What the exercise asks: Continue the passage on when float can outperform double on x86, starting right after its final sentence.

Start of Extract

There are two scenarios where float might be more efficient, on x86:

  • GPU (including GPGPU), in fact many GPUs don't even support double and if they do, it's usually much slower. Yet, you will only notice when doing very many calculations of this sort.
  • CPU SIMD aka vectorization

You'd know if you did GPGPU. Explicit vectorization by using compiler intrinsics is also a choice – one you could make, for sure, but this requires quite a cost-benefit analysis. Possibly your compiler is able to auto-vectorize some loops, but this is usually limited to "obvious" applications, such as where you multiply each number in a vector<float> by another float, and this case is not so obvious IMO. Even if you pow each number in such a vector by the same int, the compiler may not be smart enough to vectorize this effectively, especially if pow resides in another translation unit, and without effective link time code generation.

End of Extract
Start of Data provided

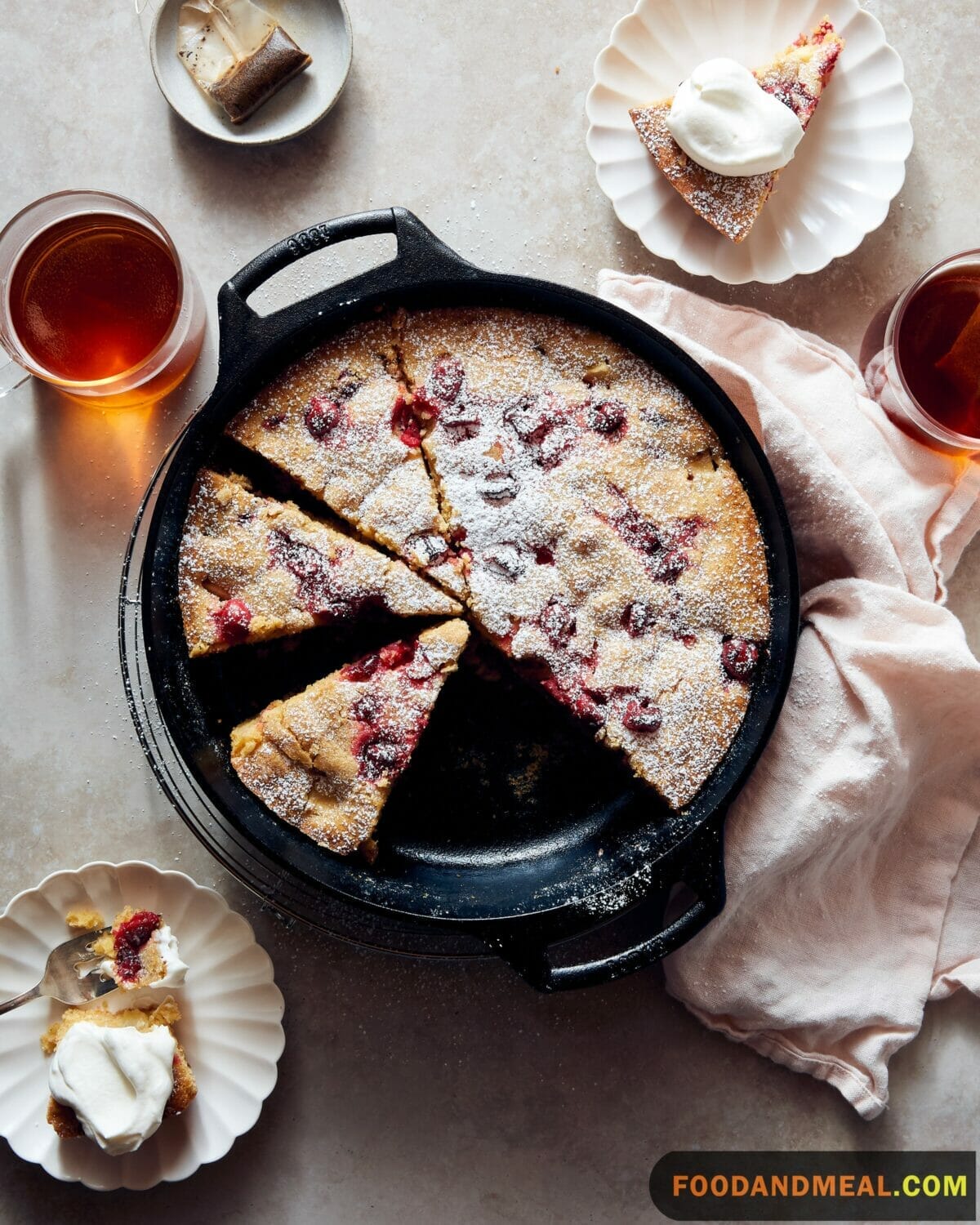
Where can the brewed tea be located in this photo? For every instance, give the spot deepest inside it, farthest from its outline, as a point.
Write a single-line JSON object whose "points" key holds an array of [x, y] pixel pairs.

End of Data provided

Answer to this problem:
If you are not ready to consider changing the whole structure of your program to allow effective use of SIMD (including GPGPU), and you're not on an architecture where float is indeed much cheaper by default, I suggest you stick with double by all means, and consider float at best a storage format that may be useful to conserve RAM, or to improve cache locality (when you have a lot of them). Even then, measuring is an excellent idea.

That said, you could try ivaigult's algorithm (only with double for the intermediate and for the result), which is related to a classical algorithm called Egyptian multiplication (and a variety of other names), only that the operands are multiplied and not added. I don't know how pow(double, double) works exactly, but it is conceivable that this algorithm could be faster in some cases. Again, you should be OCD about benchmarking.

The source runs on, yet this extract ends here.